- _STATED PROBLEM 1_: Revise the collection entries from the line with "query | spot the distant" through the last line of the entries, replacing "set a dot" with "place a point" and leaving everything else the same.

━━ READING PASSAGE ━━

That sounds a lot like the reason I had to add the "egregiously bad block" pass in my compressor. If you run it with -e 9999 you'll probably see some similar problems.
_________________
Corner Office: dev LJ
HexxagonDS, dsmzx, more...

#167986 - DiscoStew - Sun Apr 05, 2009 10:30 pm

Just a quick off-topic question kusma. With the function FreeImage_ColorQuantizeEx(), is there a specific order designed for the resulting palette? Just wondering because with your code, you check the blend possibilities using only the first and last colors, as if they stood on the ends of the palette, and the remaining were between them.
_________________
DS - It's all about DiscoStew

#167987 - kusma - Sun Apr 05, 2009 10:35 pm

DiscoStew wrote:
Just a quick off-topic question kusma. With the function FreeImage_ColorQuantizeEx(), is there a specific order designed for the resulting palette? Just wondering because with your code, you check the blend possibilities using only the first and last colors, as if they stood on the ends of the palette, and the remaining were between them.

I didn't find a guarantee, but I seem to remember observing that the palette is somewhat sorted in reality. This might have been a wrong assumption, though.

#167988 - kusma - Sun Apr 05, 2009 10:41 pm

By the way, I've moved the code to a separate git-repo to make maintaining this a bit easier. The old repo wasn't "supposed" to be used by anyone else than me :P

#167994 - DiscoStew - Mon Apr 06, 2009 7:35 am

Hey kusma, you'll be happy to know that I discovered the problem, but I'm quite surprised by what it was, and even more confused that the compiler felt it was acceptable syntax (to my knowledge).

Starting in the "colorCount" tests, when it equals 3...
Code:
if (colorEqual(pal[1], colorLerp(pal[0], pal[2], 0.5), 31), 2*colorErr)
...should be...
Code:
if (colorEqual(pal[1], colorLerp(pal[0], pal[2], 0.5), 2*colorErr))

Separated out, it would look something like...
Code:
if( statement1, statement2 )

I don't think you meant the code to be like that, but it compiled nonetheless. Would this be similar to ANDing or ORing them?


Anyways, making the change will fix the problem. The "palette" file will grow a little with that same test image I used, but those bad blocks won't exist anymore. The resulting images actually seem to be somewhat improved too from the fix.
_________________
DS - It's all about DiscoStew

#167995 - kusma - Mon Apr 06, 2009 9:47 am

DiscoStew wrote:
Hey kusma, you'll be happy to know that I discovered the problem

Ah, thanks a lot for debugging the issue! This is indeed the real issue, and it works nicely for me as well. I guess this shows how few tiles really fall into this code-path, which is a bit scary.

━━━

- _STATED PROBLEM 2_: Carry on the forum discussion about the compressor's palette bug from the point where it stops.

━━ INPUT FOR THIS TASK ━━

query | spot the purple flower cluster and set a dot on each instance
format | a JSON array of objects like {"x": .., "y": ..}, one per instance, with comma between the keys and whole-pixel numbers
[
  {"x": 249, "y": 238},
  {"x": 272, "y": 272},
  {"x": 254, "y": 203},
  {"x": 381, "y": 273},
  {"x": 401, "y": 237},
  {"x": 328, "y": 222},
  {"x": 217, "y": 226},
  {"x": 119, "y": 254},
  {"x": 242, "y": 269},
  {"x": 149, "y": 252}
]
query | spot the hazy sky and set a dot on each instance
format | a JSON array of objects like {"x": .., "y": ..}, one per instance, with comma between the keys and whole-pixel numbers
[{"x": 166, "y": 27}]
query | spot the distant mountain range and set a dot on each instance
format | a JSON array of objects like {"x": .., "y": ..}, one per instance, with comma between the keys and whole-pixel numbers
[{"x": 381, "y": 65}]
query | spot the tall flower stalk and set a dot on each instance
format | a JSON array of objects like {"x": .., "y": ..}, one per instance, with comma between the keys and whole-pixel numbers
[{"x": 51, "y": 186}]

━━━

- _TASK ANSWER 1_:
query | spot the distant mountain range and place a point on each instance
format | a JSON array of objects like {"x": .., "y": ..}, one per instance, with comma between the keys and whole-pixel numbers
[{"x": 381, "y": 65}]
query | spot the tall flower stalk and place a point on each instance
format | a JSON array of objects like {"x": .., "y": ..}, one per instance, with comma between the keys and whole-pixel numbers
[{"x": 51, "y": 186}]

- _TASK ANSWER 2_:
Quote:
I'm quite surprised by what it was, and even more confused that the compiler felt it was acceptable syntax (to my knowledge).

The syntax is perfectly legal to my knowledge. I'm not sure how usefull it is, though. And I'm not sure how it behaves.

#167996 - kusma - Mon Apr 06, 2009 9:59 am

OK, I checked out how it behaves. It evaluates both expressions, and returns the result of the second one. Comma operator

Anyway, I'll push your change upstream when I get home from work.

#168016 - DiscoStew - Mon Apr 06, 2009 10:07 pm

I had made some additions to your code. I won't say "improvements", because atm, it improves one aspect of the resulting quality, but then makes another aspect worse.

Instead of checking with the first and last colors of a palette for blending, I made a check through all possible color combinations for the block, and took the one with the least error if under the color error (for 4-color, the most of the two, but the least of all blocks) to determine possible blending. The resulting palette size shrunk a little at the current color error, so I reduced that from 8 to 6 so my tests would have the prior palette size. The end result of the image was that there was much less blockiness. That is the good news. The bad news is that now the resulting image is somewhat more grainy and edges don't appear as smooth. It could be the method for how I chose the palettes for that section, so I'll go over it again.
_________________
DS - It's all about DiscoStew

#168022 - kusma - Tue Apr 07, 2009 12:42 am

DiscoStew wrote:

Instead of checking with the first and last colors of a palette for blending, I made a check through all possible color combinations for the block, and took the one with the least error if under the color error (for 4-color, the most of the two, but the least of all blocks) to determine possible blending. The resulting palette size shrunk a little at the current color error, so I reduced that from 8 to 6 so my tests would have the prior palette size. The end result of the image was that there was much less blockiness. That is the good news. The bad news is that now the resulting image is somewhat more grainy and edges don't appear as smooth. It could be the method for how I chose the palettes for that section, so I'll go over it again.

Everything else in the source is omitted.